● **Excerpted text**
Measures to adapt to climate change in the developing world are slowing on all fronts even as the impacts of the crisis are accelerating, creating a widening gap that leaves billions of people increasingly vulnerable to extreme heat, worsening storms and sea level rise, a UN report published Thursday shows.
The estimated costs to fully prepare low-income nations for the worst effects of a rapidly heating planet are now 10 to 18 times greater than the amount of money that is currently flowing to these regions, according to the United Nations Environment Programme’s annual “adaptation gap” report. That’s a more than 50% larger gap than UNEP had estimated in its 2022 report.
The developed world agreed more than a decade ago to transfer at least $100 billion a year to developing countries to help both with their green transitions and efforts to adapt to the climate crisis. That pledge was reaffirmed in the 2015 Paris Agreement, but the target has never been met.
Poorer nations have also complained that too little of the $100 billion is devoted to so-called adaptation — preparing for the worsening harms of the climate crisis, including deadly heat, flooding, storms, wildfires and rising oceans.

● **Stored data**
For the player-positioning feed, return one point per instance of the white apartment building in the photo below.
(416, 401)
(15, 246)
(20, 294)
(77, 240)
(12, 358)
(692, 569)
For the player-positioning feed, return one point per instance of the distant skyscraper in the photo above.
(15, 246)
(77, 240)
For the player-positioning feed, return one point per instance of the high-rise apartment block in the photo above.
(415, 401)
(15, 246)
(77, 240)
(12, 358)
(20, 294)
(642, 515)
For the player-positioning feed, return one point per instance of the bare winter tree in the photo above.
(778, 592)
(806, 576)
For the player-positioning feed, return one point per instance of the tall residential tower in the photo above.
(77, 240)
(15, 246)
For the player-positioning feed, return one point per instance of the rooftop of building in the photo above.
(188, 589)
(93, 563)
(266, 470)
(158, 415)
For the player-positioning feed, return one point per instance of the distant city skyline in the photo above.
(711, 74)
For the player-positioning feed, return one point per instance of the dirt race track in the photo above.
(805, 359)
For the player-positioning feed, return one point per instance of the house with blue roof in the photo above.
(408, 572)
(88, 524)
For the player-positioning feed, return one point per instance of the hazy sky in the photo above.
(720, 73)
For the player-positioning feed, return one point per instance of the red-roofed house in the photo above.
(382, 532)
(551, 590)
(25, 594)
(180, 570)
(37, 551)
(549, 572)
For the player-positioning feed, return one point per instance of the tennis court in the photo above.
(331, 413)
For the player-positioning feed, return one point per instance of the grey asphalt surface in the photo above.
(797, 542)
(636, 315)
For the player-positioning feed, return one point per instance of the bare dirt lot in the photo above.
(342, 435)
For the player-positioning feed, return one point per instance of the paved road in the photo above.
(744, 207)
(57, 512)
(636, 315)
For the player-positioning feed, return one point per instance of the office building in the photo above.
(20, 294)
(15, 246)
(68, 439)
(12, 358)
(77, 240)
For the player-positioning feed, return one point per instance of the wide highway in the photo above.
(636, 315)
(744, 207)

● **Task description**
Retype the passage about the UN climate adaptation report in full, word for word. The items that come after the UN climate adaptation report are separate material and have no connection to it.

● **Written reply**
Measures to adapt to climate change in the developing world are slowing on all fronts even as the impacts of the crisis are accelerating, creating a widening gap that leaves billions of people increasingly vulnerable to extreme heat, worsening storms and sea level rise, a UN report published Thursday shows.
The estimated costs to fully prepare low-income nations for the worst effects of a rapidly heating planet are now 10 to 18 times greater than the amount of money that is currently flowing to these regions, according to the United Nations Environment Programme’s annual “adaptation gap” report. That’s a more than 50% larger gap than UNEP had estimated in its 2022 report.
The developed world agreed more than a decade ago to transfer at least $100 billion a year to developing countries to help both with their green transitions and efforts to adapt to the climate crisis. That pledge was reaffirmed in the 2015 Paris Agreement, but the target has never been met.
Poorer nations have also complained that too little of the $100 billion is devoted to so-called adaptation — preparing for the worsening harms of the climate crisis, including deadly heat, flooding, storms, wildfires and rising oceans.